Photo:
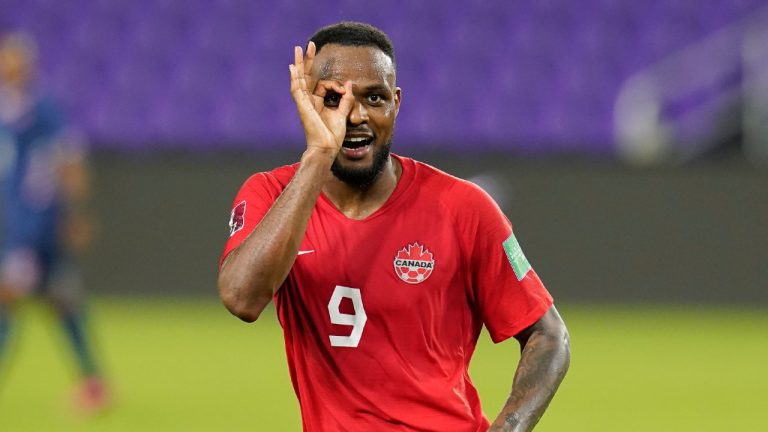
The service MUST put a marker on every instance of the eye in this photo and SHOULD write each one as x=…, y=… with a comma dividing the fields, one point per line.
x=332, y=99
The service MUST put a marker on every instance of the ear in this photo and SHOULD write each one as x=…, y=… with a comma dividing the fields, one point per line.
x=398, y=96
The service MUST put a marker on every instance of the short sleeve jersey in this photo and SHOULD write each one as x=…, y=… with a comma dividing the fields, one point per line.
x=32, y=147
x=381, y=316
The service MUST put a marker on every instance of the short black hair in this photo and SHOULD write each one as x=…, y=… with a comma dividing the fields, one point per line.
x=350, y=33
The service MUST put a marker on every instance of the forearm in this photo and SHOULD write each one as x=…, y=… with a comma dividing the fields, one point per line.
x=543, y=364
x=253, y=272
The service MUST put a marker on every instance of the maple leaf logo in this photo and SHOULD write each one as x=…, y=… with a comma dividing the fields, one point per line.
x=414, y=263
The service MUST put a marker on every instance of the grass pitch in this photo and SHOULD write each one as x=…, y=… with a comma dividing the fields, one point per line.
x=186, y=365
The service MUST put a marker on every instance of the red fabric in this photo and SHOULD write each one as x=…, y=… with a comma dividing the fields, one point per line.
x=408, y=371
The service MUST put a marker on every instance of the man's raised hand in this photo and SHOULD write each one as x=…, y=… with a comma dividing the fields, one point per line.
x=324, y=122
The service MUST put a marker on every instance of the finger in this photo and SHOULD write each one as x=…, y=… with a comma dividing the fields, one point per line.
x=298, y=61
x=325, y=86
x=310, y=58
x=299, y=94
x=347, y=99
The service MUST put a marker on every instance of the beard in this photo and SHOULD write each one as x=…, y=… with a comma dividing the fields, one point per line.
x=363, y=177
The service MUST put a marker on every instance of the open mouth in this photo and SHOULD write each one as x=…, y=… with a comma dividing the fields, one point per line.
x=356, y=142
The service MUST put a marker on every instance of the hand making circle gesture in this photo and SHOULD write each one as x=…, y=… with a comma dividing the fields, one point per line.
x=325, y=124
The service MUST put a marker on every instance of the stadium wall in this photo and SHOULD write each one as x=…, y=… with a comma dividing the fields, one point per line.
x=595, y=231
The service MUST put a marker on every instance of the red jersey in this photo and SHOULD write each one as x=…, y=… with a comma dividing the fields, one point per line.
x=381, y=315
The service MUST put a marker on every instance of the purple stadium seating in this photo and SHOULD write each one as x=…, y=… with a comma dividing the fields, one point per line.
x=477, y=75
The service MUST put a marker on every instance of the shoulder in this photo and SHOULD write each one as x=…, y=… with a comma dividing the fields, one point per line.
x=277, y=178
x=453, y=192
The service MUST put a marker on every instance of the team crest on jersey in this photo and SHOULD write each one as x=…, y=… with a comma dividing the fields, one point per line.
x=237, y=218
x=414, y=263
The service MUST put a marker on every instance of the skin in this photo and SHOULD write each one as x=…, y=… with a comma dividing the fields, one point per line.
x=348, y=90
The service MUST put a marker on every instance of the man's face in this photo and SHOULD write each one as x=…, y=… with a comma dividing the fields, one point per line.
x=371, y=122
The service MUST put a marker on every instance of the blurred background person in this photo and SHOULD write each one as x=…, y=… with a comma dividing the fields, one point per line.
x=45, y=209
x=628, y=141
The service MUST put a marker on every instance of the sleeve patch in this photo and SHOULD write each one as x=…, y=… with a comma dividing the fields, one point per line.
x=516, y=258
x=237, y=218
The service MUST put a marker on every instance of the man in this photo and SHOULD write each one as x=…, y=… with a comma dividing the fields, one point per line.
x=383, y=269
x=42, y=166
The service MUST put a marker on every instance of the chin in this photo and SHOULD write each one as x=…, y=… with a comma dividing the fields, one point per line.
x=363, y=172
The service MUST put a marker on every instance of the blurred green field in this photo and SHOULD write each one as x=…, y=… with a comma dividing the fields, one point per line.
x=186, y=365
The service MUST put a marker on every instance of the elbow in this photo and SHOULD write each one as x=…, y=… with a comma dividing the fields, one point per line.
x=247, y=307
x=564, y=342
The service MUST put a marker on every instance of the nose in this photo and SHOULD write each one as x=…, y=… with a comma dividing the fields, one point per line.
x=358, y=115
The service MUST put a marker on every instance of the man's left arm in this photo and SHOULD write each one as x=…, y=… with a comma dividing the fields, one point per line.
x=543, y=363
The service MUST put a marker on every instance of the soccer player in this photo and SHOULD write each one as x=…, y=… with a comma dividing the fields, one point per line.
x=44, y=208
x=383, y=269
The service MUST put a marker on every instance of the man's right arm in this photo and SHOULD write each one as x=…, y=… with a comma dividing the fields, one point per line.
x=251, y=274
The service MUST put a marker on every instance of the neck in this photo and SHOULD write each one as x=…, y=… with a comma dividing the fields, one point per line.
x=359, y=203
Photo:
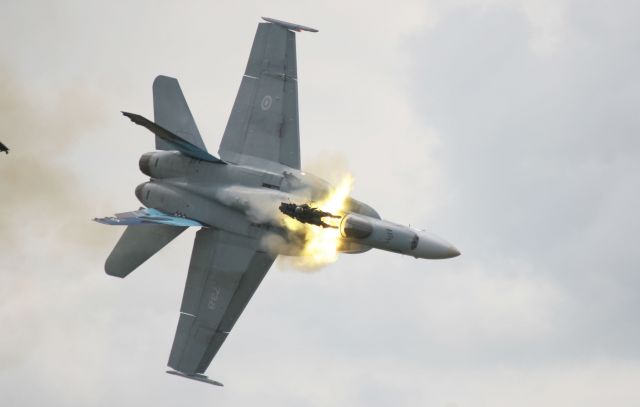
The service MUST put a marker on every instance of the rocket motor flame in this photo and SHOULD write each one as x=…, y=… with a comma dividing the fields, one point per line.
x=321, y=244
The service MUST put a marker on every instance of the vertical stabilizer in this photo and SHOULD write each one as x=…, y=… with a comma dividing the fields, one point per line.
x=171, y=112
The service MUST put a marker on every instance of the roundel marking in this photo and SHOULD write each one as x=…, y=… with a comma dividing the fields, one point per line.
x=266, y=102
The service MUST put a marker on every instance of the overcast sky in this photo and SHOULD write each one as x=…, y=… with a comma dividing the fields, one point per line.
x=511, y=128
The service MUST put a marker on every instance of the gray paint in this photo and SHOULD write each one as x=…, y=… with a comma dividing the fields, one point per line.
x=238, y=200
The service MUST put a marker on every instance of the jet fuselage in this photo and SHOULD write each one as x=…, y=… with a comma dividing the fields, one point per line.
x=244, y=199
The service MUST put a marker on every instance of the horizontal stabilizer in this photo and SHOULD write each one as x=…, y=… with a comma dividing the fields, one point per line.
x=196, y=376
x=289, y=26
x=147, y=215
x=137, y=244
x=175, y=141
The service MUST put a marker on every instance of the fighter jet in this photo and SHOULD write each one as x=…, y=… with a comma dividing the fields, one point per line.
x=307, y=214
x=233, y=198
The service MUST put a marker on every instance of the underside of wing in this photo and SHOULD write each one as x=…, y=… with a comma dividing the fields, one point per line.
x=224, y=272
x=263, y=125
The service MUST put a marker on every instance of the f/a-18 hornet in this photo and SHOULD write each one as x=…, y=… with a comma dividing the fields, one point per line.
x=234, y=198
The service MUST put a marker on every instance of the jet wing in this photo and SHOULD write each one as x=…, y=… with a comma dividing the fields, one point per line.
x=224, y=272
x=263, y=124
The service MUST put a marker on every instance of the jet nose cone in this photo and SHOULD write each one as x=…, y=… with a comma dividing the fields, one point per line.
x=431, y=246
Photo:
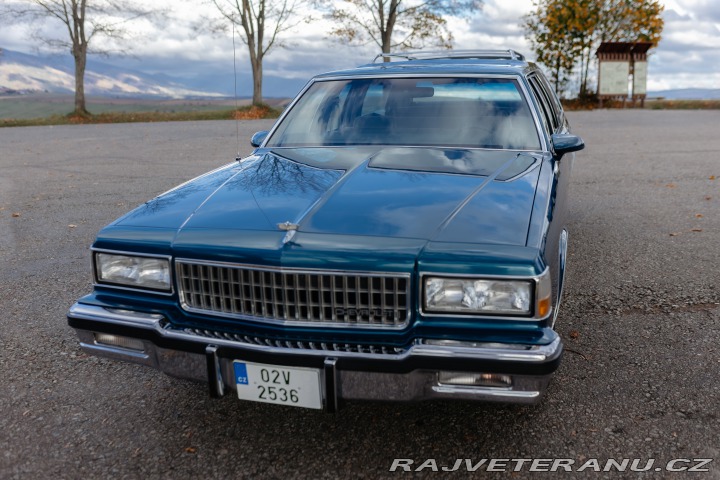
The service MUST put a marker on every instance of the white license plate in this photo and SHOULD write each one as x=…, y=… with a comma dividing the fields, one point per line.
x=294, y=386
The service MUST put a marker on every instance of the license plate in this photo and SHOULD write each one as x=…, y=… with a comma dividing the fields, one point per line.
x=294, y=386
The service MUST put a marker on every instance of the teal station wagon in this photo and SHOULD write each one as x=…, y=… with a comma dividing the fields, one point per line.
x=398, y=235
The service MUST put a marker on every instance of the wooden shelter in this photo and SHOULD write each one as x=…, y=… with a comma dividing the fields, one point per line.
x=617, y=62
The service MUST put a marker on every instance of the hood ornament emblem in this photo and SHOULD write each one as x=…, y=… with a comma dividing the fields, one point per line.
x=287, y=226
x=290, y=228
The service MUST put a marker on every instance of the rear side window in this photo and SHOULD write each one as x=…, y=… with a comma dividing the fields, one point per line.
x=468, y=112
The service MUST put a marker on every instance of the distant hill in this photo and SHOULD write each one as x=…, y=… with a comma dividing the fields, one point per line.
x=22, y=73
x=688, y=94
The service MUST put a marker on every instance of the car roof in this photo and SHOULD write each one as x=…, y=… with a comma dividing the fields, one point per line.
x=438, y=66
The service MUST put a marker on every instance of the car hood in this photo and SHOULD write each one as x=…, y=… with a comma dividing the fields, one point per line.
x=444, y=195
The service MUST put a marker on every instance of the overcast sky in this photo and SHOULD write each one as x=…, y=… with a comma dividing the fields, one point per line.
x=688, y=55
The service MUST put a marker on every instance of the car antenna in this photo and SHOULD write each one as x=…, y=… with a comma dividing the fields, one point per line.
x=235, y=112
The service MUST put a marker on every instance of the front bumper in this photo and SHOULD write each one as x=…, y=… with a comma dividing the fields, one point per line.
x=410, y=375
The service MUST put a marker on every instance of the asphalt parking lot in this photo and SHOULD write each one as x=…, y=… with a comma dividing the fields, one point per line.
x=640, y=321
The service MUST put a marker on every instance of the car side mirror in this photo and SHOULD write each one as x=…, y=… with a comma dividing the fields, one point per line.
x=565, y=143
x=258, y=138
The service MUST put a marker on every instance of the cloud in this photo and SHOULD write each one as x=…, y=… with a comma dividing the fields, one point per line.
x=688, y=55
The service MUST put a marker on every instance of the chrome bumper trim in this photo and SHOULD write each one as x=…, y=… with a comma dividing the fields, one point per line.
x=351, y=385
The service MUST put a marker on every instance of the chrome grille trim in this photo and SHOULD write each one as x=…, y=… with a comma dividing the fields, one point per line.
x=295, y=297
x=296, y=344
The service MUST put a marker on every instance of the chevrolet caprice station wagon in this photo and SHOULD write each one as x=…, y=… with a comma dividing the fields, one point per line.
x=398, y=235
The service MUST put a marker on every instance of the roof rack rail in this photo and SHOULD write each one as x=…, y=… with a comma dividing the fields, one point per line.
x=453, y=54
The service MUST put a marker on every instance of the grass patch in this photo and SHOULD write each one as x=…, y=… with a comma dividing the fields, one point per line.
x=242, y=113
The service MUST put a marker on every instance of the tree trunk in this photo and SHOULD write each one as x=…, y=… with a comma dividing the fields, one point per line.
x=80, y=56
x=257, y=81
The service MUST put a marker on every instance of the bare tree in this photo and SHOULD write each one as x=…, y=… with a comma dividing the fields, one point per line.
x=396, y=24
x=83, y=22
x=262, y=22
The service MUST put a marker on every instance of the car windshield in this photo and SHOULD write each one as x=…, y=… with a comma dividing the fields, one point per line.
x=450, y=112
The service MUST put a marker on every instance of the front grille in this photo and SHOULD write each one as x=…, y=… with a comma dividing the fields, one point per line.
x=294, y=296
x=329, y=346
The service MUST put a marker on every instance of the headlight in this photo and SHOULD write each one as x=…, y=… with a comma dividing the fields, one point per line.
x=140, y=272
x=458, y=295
----------
## Activity
Everything from the line that contains "of the headlight" to the last line of the entries above should be repeated word for word, both lines included, with no other output.

## Result for this task
The service MUST put a marker on every instance of the headlight in this photo and SHOULD write each one as x=…, y=… with a comma dividing the fields, one point per line.
x=140, y=272
x=458, y=295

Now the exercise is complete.